▶ **Stated goal a**
Tally the lines of the records that contain the string "purple", treating case as significant. Reply with the number alone.

▶ **Extracted text**
--------------------------------

Research degrees: The criteria here should be that the department possesses sufficient research experience to suitably supervise students across a range of topics, and that standards are moderated by the use of external examiners for theses.

Notes on the syllabus elements of the accreditation criteria for a pass degree

Ideally, all students graduating from the program being reviewed should meet at least a minimal amount of each of the topics listed under items 3, 4 and 5. For example, students should
  • See that some important real-world systems can be modelled by differential equations and that there are standard techniques for solving some classes of equations.
  • See the notion of a random variable and understand about its mean and variance.
  • Be exposed to one or more mathematical computer packages or languages.
  • Know what a theorem is!
The criteria in items 3, 4 and 5 should not be viewed a set of independent topics to be ticked off. As an analogy, one might declare that a cake recipe should usually contain eggs, butter, sugar and flour. Clearly not every combination of these ingredients makes a decent cake, and one can find good cakes recipes that omit one or more of the ingredients. The important thing here is that each graduate should have seen a range of subject areas and should have seen some subject areas in depth. Of course, the depth and breadth requirements might be satisfied by different students within a program in different ways. A student concentrating on Pure Mathematics should almost certainly have done a reasonable first course on complex functions, and have seen abstract systems like vector spaces and groups. A student concentrating on Applied Mathematics may see little in the way of formal axiom driven proofs, but would presumably need to have seen more differential equations that one gets in a `standard' first year calculus course.

The Review Process

Preliminaries:

  1. Requests for accreditation and review should be sent to the Society's Secretary, usually from the requesting university's administration.
  2. In consultation with the Review Committee, the Society will appoint an Assessor. The role of the Assessor is to gather the information necessary for the review and to write a report and recommendation for the Review Committee.
  3. Before the review commences the Assessor should reach agreement with the university under review regarding the scope of the review and the fees to be paid to the Assessor. It is likely that different types of review will be requested by different institutions:
    1. A simple accreditation check with limited feedback to the university.
    2. An accreditation review with a detailed report of strengths and weaknesses observed. (We expect that this would be the standard type of review.)
    3. An accreditation review with an in-depth examination of the teaching program and a report with recommendations for future changes. [It is recommended that the cost of a standard review should cover the Assessors expenses (travel, accommodation etc as required), recovery of costs for administrative assistance if required, and a per diem for the Assessor. As a guide, a standard review should require 3 or 4 days work by the Assessor, depending on the size of the mathematics programs.]
  4. Agreement should also be reached as to an appropriate timetable.

--------------------------------

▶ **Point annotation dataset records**

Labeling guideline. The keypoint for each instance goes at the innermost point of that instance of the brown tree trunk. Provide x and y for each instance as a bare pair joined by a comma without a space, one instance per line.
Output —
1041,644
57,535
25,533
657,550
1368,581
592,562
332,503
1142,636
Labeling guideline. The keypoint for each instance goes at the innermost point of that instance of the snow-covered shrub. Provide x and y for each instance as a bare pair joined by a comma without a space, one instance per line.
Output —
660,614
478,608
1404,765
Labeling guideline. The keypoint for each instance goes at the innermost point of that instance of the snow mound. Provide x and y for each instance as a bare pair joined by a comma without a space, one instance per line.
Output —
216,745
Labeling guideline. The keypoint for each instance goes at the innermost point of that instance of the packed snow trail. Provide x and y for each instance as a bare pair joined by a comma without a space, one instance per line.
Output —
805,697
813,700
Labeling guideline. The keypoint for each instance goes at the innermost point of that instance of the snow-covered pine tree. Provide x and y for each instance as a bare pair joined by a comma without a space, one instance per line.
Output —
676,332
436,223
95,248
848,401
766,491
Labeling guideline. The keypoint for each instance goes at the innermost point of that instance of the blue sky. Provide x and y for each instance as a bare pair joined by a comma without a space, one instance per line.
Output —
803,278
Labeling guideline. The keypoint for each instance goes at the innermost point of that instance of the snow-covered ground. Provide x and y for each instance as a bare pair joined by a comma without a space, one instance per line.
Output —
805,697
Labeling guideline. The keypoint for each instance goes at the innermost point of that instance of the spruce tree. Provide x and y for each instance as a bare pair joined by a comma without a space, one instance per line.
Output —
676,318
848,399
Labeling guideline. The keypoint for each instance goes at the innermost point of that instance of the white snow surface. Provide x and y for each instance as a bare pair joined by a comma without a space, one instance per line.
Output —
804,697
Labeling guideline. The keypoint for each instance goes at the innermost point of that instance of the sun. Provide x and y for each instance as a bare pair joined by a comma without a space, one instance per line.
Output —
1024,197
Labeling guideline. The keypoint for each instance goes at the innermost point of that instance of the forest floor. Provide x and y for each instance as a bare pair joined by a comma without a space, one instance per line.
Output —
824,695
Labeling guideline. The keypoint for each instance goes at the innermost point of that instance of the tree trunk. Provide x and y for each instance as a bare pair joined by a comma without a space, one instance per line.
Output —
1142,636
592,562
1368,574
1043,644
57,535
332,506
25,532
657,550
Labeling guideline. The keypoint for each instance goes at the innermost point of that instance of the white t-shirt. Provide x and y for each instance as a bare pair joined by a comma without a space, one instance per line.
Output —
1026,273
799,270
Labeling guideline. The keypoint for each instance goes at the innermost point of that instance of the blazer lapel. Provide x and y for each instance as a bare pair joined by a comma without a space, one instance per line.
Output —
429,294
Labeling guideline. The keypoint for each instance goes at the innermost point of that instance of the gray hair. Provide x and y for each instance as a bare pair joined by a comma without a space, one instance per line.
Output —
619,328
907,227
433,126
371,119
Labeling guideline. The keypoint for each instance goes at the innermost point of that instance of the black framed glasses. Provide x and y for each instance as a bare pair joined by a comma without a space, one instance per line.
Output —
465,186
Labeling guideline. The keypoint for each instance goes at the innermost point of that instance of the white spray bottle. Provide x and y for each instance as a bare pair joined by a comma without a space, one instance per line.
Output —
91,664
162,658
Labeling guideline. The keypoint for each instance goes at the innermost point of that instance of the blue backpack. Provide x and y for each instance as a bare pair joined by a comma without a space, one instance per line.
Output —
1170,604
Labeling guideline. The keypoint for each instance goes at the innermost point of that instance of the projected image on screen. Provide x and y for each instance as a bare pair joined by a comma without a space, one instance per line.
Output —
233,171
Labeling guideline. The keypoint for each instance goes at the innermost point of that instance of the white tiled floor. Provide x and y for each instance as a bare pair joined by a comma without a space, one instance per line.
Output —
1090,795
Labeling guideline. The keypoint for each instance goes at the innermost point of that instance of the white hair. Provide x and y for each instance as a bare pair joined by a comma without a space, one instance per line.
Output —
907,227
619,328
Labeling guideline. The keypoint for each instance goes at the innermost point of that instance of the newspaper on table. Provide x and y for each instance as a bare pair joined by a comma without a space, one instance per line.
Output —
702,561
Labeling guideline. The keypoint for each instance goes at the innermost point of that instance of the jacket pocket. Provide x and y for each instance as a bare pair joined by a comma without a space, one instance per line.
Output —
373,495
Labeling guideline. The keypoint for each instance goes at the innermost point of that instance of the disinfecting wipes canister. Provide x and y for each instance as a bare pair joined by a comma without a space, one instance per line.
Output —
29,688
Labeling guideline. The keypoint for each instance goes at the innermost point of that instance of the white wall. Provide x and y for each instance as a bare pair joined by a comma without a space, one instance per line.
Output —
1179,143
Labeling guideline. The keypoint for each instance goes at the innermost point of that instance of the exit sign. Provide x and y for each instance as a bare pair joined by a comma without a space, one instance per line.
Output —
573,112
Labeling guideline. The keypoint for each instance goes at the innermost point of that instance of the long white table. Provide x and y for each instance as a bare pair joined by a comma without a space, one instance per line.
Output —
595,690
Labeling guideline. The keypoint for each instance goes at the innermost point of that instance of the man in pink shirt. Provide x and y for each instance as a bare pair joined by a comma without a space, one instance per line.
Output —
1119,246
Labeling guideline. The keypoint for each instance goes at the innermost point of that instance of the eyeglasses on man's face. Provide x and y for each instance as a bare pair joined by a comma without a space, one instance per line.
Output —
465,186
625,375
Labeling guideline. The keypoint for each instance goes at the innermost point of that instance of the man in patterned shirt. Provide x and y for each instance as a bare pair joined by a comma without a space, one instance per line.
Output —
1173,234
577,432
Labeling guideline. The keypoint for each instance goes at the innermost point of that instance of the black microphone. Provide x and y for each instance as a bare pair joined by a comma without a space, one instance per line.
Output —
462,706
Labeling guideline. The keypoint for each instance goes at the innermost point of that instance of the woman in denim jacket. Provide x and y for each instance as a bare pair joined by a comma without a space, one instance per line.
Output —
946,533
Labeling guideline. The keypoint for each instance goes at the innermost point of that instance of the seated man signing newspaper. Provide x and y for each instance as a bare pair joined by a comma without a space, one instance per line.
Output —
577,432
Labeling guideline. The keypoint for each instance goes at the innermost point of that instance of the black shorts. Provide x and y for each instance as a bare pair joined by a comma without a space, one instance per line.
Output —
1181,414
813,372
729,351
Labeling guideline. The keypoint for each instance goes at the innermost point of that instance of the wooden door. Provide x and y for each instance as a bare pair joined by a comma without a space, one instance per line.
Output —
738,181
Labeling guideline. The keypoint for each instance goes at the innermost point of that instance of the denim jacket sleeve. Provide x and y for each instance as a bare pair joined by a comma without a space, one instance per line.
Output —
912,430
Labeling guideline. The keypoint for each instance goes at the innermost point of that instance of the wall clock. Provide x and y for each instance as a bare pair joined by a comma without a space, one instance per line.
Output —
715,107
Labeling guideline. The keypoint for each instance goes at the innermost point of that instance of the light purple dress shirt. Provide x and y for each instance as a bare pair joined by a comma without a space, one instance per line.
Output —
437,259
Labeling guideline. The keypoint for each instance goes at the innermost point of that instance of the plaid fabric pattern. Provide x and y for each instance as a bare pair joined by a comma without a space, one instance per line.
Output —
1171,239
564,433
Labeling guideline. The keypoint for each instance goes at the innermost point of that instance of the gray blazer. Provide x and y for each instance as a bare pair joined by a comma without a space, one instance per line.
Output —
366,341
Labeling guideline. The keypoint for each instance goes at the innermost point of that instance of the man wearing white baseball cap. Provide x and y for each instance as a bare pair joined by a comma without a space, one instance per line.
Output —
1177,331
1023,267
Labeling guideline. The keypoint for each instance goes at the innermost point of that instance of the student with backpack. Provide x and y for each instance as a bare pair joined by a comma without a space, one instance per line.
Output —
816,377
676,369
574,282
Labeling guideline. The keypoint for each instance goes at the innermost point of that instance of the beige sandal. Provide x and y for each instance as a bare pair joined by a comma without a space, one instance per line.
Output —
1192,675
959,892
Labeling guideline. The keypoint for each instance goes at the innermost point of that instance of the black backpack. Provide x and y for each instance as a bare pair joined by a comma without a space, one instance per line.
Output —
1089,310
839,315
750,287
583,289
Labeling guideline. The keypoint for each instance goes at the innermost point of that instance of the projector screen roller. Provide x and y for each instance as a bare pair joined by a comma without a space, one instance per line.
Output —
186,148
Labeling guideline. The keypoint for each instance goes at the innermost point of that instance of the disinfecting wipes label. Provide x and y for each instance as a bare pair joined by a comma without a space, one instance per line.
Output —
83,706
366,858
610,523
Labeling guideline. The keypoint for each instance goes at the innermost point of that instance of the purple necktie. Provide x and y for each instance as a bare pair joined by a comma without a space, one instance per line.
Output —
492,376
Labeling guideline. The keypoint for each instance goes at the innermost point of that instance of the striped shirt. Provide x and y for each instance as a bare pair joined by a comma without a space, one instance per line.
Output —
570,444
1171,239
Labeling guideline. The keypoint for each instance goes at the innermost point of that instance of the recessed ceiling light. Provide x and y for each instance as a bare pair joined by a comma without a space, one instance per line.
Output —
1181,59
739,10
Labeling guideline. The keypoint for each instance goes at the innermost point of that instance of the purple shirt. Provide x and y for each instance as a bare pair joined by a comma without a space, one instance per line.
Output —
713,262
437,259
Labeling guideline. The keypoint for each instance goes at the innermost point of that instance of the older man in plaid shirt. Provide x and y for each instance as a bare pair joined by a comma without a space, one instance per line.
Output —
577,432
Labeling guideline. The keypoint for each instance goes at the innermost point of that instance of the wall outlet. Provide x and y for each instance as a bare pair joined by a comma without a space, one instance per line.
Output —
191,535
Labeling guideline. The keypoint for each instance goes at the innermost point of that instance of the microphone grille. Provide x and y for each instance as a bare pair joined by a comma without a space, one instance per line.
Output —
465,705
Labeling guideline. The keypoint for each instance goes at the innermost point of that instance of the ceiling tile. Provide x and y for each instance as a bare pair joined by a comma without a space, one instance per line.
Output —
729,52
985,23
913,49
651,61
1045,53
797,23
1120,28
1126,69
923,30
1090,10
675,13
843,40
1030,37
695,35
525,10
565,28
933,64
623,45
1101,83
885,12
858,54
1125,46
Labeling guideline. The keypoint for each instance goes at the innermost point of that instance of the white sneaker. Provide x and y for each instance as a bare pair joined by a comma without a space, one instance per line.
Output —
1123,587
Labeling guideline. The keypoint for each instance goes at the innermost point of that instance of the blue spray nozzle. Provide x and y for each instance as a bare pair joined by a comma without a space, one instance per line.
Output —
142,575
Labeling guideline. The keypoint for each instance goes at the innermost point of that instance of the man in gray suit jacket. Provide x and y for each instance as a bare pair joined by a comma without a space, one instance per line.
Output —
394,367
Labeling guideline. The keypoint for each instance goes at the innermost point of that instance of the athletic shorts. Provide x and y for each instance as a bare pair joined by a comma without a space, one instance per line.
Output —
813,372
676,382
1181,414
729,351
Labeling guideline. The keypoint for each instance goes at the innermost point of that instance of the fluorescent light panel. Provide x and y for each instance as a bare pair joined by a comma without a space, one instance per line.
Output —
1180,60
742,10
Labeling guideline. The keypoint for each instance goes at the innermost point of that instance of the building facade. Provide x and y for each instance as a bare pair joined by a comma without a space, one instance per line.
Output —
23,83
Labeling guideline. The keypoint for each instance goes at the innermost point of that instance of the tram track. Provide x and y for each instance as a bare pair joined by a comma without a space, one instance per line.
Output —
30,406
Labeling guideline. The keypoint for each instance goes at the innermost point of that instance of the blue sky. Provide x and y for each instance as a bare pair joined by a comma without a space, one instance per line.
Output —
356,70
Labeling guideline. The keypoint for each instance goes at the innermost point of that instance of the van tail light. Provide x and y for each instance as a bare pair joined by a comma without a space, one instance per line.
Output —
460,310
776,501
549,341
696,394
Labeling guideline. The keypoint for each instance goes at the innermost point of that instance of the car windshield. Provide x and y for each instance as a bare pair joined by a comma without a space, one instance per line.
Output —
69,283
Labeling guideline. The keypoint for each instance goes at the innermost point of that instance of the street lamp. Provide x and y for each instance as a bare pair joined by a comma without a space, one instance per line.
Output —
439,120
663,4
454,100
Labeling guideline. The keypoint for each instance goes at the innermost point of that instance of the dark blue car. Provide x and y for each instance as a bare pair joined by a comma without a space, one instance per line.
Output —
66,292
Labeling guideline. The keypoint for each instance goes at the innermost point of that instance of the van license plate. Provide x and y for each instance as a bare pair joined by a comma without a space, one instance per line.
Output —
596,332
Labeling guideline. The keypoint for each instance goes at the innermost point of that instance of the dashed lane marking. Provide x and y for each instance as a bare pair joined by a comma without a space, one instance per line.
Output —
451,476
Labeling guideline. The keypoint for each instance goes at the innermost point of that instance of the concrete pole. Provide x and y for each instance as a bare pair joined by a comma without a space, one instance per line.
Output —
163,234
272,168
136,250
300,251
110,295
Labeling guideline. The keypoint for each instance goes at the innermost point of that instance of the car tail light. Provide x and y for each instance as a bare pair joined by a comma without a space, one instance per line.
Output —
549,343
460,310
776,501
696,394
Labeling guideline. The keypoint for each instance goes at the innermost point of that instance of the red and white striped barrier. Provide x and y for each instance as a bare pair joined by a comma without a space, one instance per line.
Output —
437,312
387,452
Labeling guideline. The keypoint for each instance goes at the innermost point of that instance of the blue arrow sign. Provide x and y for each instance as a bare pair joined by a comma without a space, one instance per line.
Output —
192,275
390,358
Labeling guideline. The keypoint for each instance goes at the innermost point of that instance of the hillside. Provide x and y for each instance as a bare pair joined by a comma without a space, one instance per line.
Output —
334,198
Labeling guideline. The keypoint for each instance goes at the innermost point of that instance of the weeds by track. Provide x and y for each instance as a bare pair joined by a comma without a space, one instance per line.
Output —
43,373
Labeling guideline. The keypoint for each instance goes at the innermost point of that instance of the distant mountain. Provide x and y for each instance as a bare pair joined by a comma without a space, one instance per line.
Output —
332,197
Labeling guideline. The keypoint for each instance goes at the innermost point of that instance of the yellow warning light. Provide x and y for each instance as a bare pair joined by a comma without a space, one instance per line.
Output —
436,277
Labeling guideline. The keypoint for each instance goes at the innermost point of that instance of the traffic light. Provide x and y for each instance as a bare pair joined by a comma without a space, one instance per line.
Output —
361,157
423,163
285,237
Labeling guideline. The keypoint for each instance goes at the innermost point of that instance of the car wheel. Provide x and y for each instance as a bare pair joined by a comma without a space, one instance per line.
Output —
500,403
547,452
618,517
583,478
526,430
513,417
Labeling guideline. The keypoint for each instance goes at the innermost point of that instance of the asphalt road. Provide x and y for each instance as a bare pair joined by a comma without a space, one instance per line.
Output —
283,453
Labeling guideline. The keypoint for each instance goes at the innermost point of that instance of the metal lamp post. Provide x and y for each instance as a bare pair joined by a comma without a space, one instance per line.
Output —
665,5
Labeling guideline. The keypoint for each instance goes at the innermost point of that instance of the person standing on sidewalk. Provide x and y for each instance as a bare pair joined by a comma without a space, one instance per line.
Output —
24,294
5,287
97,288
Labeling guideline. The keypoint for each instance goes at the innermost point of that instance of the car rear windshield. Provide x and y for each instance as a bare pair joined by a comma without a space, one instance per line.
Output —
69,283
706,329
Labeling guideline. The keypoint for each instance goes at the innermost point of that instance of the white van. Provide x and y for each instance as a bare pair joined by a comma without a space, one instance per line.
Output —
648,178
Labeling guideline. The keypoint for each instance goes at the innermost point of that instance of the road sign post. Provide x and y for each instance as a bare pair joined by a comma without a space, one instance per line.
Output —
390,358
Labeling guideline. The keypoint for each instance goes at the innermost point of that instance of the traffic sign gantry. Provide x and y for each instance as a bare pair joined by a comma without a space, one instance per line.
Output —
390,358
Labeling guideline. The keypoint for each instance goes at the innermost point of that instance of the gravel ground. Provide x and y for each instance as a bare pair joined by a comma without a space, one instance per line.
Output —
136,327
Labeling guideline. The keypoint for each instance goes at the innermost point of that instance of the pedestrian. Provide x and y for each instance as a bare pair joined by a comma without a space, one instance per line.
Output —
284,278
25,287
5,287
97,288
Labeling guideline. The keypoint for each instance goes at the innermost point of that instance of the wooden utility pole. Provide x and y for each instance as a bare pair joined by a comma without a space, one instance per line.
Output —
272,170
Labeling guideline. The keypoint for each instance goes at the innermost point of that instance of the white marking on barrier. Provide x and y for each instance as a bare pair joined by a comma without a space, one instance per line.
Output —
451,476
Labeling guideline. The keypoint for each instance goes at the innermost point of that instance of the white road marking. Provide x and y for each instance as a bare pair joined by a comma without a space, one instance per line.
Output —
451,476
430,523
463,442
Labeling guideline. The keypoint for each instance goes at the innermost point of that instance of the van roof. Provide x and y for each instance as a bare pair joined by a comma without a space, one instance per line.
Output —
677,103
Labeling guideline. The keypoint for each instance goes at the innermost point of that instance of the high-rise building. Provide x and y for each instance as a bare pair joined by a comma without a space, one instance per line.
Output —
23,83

--------------------------------

▶ **Stated goal b**
In the accreditation text, how many days of work by the Assessor should a standard review require?

▶ **Task answer a**
3

▶ **Task answer b**
A standard review should require 3 or 4 days of work by the Assessor, depending on the size of the mathematics programs.